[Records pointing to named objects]
━━━━━━━━

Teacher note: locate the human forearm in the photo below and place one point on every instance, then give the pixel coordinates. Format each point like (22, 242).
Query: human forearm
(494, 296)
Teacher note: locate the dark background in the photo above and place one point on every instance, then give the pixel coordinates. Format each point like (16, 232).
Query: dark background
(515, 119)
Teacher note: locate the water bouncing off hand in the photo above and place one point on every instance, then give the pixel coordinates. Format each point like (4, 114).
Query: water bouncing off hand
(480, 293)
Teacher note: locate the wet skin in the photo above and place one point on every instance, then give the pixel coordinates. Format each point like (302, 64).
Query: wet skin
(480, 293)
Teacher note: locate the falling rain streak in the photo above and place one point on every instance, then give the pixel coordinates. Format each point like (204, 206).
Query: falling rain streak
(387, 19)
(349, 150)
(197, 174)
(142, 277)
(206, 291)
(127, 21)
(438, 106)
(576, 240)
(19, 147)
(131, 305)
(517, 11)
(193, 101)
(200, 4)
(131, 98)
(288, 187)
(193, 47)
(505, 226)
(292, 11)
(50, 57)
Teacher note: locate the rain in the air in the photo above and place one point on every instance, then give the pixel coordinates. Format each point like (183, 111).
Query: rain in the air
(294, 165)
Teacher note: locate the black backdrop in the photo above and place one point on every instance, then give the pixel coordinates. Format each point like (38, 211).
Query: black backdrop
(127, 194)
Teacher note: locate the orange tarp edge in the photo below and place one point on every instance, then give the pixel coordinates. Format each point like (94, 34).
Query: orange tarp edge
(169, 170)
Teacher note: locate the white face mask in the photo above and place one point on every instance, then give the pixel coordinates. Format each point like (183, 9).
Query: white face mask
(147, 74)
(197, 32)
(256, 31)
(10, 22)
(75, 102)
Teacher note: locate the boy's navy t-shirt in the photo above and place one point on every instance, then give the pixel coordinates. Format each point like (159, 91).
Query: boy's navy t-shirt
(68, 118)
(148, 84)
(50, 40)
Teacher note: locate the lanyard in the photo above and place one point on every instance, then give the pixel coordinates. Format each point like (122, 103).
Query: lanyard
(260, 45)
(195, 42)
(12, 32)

━━━━━━━━

▸ Request: Copy out the lines of the records above word for word, from the line with "Teacher note: locate the lanyard" through the end of the records.

▸ Response to the task:
Teacher note: locate the lanyard in the photo above and place one point on every instance, then give the pixel coordinates. Format each point like (122, 103).
Query: lanyard
(260, 45)
(195, 42)
(12, 32)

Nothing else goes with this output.